Exercise materials ::
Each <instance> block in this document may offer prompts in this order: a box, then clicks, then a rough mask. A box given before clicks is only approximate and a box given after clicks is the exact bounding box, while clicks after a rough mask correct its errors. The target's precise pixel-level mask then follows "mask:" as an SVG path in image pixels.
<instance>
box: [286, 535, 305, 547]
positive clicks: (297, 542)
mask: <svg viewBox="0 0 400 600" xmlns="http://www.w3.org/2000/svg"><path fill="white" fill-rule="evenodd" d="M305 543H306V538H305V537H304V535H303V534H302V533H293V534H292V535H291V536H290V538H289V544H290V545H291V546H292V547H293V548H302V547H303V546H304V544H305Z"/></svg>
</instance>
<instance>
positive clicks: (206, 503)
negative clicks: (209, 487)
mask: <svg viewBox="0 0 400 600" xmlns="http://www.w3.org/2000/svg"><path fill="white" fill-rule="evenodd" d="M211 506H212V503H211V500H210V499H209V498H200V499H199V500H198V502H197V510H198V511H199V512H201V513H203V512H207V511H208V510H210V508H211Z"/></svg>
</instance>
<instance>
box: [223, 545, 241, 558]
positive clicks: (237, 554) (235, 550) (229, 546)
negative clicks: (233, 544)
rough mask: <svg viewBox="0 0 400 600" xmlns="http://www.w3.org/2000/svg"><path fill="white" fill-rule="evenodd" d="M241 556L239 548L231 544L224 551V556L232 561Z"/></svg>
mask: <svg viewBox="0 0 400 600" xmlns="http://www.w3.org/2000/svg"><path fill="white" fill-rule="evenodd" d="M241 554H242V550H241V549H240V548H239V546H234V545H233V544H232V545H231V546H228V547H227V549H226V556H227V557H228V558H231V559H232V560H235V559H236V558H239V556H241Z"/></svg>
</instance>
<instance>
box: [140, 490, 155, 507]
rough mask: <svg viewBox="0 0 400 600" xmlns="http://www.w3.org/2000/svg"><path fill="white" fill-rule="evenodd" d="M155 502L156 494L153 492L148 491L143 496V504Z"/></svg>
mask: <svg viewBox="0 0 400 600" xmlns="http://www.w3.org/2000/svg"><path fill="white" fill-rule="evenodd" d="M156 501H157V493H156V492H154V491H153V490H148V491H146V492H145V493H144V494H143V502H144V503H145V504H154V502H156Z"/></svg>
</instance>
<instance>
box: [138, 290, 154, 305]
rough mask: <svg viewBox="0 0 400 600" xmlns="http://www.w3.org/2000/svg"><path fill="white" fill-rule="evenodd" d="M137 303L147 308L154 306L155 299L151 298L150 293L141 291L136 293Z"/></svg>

Goal of the exercise :: From the records above, transcribe without alteration every line from the one with "positive clicks: (297, 542)" to the one with "positive clicks: (206, 503)", inclusive.

Solution ::
positive clicks: (297, 542)
mask: <svg viewBox="0 0 400 600" xmlns="http://www.w3.org/2000/svg"><path fill="white" fill-rule="evenodd" d="M305 543H306V538H305V537H304V535H303V534H302V533H293V534H292V535H291V536H290V538H289V544H290V545H291V546H292V547H293V548H302V547H303V546H304V544H305Z"/></svg>
</instance>
<instance>
positive clicks: (206, 503)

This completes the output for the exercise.